--- START ---

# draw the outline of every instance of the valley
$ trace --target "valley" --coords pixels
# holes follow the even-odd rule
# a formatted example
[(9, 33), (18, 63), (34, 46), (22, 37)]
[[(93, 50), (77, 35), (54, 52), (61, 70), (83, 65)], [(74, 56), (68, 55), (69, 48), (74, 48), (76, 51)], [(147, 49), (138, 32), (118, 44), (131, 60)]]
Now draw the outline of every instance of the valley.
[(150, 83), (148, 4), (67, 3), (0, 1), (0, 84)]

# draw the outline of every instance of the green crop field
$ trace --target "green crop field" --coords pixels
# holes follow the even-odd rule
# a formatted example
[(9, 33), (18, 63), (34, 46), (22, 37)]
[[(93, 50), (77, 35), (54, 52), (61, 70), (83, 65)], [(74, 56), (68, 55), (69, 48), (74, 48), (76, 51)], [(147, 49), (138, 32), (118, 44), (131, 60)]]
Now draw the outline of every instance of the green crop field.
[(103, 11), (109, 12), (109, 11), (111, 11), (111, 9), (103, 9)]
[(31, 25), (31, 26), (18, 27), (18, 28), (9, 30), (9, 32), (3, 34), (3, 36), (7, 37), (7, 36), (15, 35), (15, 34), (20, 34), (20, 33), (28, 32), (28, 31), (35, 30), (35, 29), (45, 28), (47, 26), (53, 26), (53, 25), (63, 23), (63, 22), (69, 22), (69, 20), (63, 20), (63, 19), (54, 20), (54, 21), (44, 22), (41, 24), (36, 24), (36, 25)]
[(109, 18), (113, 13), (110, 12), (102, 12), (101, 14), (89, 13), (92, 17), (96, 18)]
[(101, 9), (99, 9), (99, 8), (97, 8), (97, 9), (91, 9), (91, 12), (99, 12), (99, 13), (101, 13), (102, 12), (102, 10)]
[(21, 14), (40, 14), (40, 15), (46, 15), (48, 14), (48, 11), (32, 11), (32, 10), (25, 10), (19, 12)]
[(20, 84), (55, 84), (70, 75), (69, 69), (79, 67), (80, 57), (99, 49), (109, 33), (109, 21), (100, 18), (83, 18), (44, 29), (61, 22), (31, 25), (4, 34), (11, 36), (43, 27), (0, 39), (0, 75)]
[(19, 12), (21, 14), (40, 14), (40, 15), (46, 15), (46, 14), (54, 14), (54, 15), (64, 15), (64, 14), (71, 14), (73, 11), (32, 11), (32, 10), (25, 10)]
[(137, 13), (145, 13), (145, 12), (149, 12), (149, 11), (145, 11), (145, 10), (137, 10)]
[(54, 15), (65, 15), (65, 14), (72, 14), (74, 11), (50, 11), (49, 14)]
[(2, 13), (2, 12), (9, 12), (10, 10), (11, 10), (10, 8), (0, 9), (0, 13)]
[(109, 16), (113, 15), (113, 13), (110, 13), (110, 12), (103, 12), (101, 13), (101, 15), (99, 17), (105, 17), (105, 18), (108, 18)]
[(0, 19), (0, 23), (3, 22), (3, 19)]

--- END ---

▶ DIRECTIONS
Write every entry out again exactly.

▶ OUTPUT OF THE EXERCISE
# draw the outline of every instance of the valley
$ trace --target "valley" --coords pixels
# holes follow the even-odd rule
# a formatted example
[(9, 33), (18, 63), (34, 46), (22, 37)]
[[(93, 50), (77, 35), (54, 52), (61, 70), (83, 65)], [(74, 56), (68, 55), (69, 48), (74, 48), (76, 51)], [(147, 49), (138, 32), (118, 44), (131, 60)]]
Now draw the outline of every instance of the valley.
[(150, 83), (148, 4), (67, 3), (0, 1), (0, 84)]

# draw the outline of every instance of the green crop field
$ trace --target "green crop field" --coords pixels
# holes follow the even-odd rule
# a formatted example
[(9, 33), (18, 63), (34, 46), (22, 37)]
[[(93, 50), (77, 35), (54, 52), (61, 70), (83, 65)], [(74, 56), (68, 55), (69, 48), (74, 48), (76, 51)], [(147, 49), (138, 32), (118, 44), (131, 60)]]
Now draw the outline of every instance of the green crop field.
[(103, 11), (109, 12), (109, 11), (111, 11), (111, 9), (103, 9)]
[(31, 25), (31, 26), (18, 27), (18, 28), (9, 30), (9, 32), (3, 34), (3, 36), (7, 37), (7, 36), (15, 35), (15, 34), (20, 34), (20, 33), (28, 32), (28, 31), (35, 30), (35, 29), (45, 28), (47, 26), (53, 26), (53, 25), (63, 23), (63, 22), (69, 22), (69, 20), (63, 20), (63, 19), (54, 20), (54, 21), (44, 22), (41, 24), (36, 24), (36, 25)]
[(109, 18), (113, 13), (110, 12), (102, 12), (101, 14), (89, 13), (92, 17), (96, 18)]
[(101, 9), (99, 9), (99, 8), (97, 8), (97, 9), (91, 9), (91, 12), (99, 12), (99, 13), (101, 13), (102, 12), (102, 10)]
[(21, 14), (40, 14), (40, 15), (46, 15), (48, 14), (48, 11), (32, 11), (32, 10), (25, 10), (19, 12)]
[(20, 84), (55, 84), (70, 75), (69, 69), (79, 67), (80, 57), (99, 49), (109, 33), (109, 21), (100, 18), (83, 18), (44, 29), (61, 22), (31, 25), (4, 34), (11, 36), (43, 27), (0, 39), (0, 75)]
[(19, 12), (21, 14), (40, 14), (40, 15), (46, 15), (46, 14), (54, 14), (54, 15), (64, 15), (64, 14), (71, 14), (73, 11), (32, 11), (32, 10), (25, 10)]
[(137, 13), (145, 13), (145, 12), (149, 12), (149, 11), (145, 11), (145, 10), (137, 10)]
[(54, 15), (65, 15), (65, 14), (72, 14), (74, 11), (50, 11), (49, 14)]
[(2, 13), (2, 12), (9, 12), (10, 10), (11, 10), (10, 8), (0, 9), (0, 13)]
[(109, 16), (113, 15), (113, 13), (110, 13), (110, 12), (103, 12), (101, 13), (101, 15), (99, 17), (105, 17), (105, 18), (108, 18)]
[(0, 19), (0, 23), (3, 22), (3, 19)]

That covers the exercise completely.